* **Supplied data**:
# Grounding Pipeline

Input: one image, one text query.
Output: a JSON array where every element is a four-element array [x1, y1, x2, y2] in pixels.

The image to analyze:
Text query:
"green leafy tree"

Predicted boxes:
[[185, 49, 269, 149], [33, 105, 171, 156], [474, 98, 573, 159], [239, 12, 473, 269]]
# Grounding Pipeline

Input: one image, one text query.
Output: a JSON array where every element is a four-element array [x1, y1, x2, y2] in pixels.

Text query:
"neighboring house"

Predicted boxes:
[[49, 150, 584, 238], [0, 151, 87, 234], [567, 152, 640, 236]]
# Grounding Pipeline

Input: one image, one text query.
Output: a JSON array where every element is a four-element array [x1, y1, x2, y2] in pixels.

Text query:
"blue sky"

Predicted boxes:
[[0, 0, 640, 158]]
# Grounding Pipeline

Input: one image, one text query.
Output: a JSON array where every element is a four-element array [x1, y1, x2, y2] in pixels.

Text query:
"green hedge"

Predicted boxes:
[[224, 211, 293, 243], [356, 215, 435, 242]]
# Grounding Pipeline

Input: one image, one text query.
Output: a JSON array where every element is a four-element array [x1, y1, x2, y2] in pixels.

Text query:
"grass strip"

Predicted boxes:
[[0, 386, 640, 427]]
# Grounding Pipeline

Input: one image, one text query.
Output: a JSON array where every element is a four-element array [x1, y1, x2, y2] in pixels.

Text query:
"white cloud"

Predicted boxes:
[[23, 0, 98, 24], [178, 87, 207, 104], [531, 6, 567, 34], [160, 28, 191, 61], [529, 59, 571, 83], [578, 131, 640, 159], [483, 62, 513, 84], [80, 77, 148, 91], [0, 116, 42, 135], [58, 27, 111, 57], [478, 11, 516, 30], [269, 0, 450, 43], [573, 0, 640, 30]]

* **The request**: Update the material above so that "Predicted boxes" becomes "Detected boxes" wherever it occurs, leaving every other line as it stands.

* **Task solution**:
# Grounding Pipeline

Input: one image, one text query.
Output: a JSON array where every element is a four-element array [x1, y1, x2, y2] in pixels.

The image to analyze:
Text query:
"green leafy tree"

Detected boxes:
[[185, 49, 269, 149], [33, 105, 171, 156], [474, 98, 573, 159], [239, 12, 473, 269]]
# Grounding Pipeline

Input: one image, one text query.
Output: a JSON array where every element is a four-element array [x1, y1, x2, y2] in pixels.

Text query:
"neighboring house"

Detected boxes:
[[49, 150, 584, 238], [0, 151, 87, 234], [567, 152, 640, 236]]
# Grounding Pipeline

Input: one image, one text query.
Output: a JSON array where every element is a four-element array [x1, y1, x2, y2] in pixels.

Text query:
"blue sky"

Detected boxes:
[[0, 0, 640, 158]]
# Grounding Pipeline

Input: one image, one text query.
Output: a JSON array where every element is a four-element array [x1, y1, x2, y2] in pixels.

Text query:
"green hedge"

Detected boxes:
[[224, 211, 293, 243], [356, 215, 435, 242]]
# Grounding Pipeline

Input: one image, one text query.
Output: a JSON array where every element is a four-element array [x1, y1, x2, y2] in pixels.

Text query:
"grass strip"

Detected boxes:
[[0, 386, 640, 427]]
# Grounding Pipeline

Input: one image, one text query.
Output: a JSON array where every element is a four-element array [x1, y1, x2, y2] in pixels.

Text query:
"white cloud"

Detected boxes:
[[23, 0, 98, 24], [178, 87, 207, 104], [531, 6, 567, 34], [160, 28, 191, 61], [529, 59, 571, 83], [578, 131, 640, 159], [483, 62, 513, 84], [80, 77, 148, 91], [0, 116, 42, 135], [58, 27, 111, 57], [478, 11, 516, 30], [269, 0, 450, 43], [573, 0, 640, 30]]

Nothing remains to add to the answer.